§ INSTRUÇÃO A: No trecho sobre a banda, quantos shows o grupo fez desde o lançamento do álbum Mulher?
§ INSTRUÇÃO B: Traduza para o inglês esta frase do trecho sobre a banda: "Era o momento do grupo fazer sua transição do underground para o mainstream."

§ TRECHO DA FONTE:
_ _ _ _

Desse fervilhar criativo e com as vocalistas Assucena e Raquel a compor em ritmo efervescente, não demorou para vir à tona o álbum Mulher, o qual apresentou a banda para o Brasil e abriu espaço e lugar de fala para que as duas pudessem expressar suas identidades de mulheres trans para o país. A crítica se encantou com a sonoridade setentista da banda e o público descobriu mais um talento nessa nova cena da MPB, mostrando muito bem a cara da nossa música: bem-feita, sofisticada, diversificada, plural e que se ouve com o corpo inteiro. Era o momento do grupo fazer sua transição do underground para o mainstream. “A gente produziu o álbum Mulher, que apareceu na cena de maneira muito inesperada. Desde esse lançamento para cá, foram mais de 120 shows. Então, essa experiência da estrada, de sair dos palcos pequenos, para abrir show da Gal Costa, da Alcione, estar em grandes festivais, tudo isso mudou a perspectiva de como nós, artistas independentes, nos entendemos nesse cenário”, explica Rafael. .

_ _ _ _

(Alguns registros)
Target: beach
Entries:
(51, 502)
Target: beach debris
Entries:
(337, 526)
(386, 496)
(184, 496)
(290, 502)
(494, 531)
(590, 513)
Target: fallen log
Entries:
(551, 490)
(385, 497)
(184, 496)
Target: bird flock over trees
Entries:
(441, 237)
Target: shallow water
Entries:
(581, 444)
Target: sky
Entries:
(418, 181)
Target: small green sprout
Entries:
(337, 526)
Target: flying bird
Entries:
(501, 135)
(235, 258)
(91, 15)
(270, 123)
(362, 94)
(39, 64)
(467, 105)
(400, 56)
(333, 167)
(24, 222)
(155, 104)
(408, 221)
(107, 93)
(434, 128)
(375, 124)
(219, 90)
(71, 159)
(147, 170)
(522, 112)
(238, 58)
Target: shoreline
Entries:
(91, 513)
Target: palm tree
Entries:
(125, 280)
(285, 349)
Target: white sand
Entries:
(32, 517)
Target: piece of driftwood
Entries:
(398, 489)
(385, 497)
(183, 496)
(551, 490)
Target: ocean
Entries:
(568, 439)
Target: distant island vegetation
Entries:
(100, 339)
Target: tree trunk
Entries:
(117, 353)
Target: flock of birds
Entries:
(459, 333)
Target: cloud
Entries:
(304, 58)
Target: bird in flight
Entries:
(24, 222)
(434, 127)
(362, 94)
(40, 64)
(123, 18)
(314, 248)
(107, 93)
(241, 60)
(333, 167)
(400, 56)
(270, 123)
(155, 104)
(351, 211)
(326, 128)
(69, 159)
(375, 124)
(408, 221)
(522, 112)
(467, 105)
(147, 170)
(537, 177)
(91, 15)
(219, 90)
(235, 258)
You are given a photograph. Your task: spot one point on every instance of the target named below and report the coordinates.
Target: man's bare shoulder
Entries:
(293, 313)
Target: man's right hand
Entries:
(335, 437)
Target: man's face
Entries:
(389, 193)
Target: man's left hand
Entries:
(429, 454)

_ _ _ _

§ RESPOSTA A: Mais de 120 shows.

§ RESPOSTA B: It was time for the group to make its transition from the underground to the mainstream.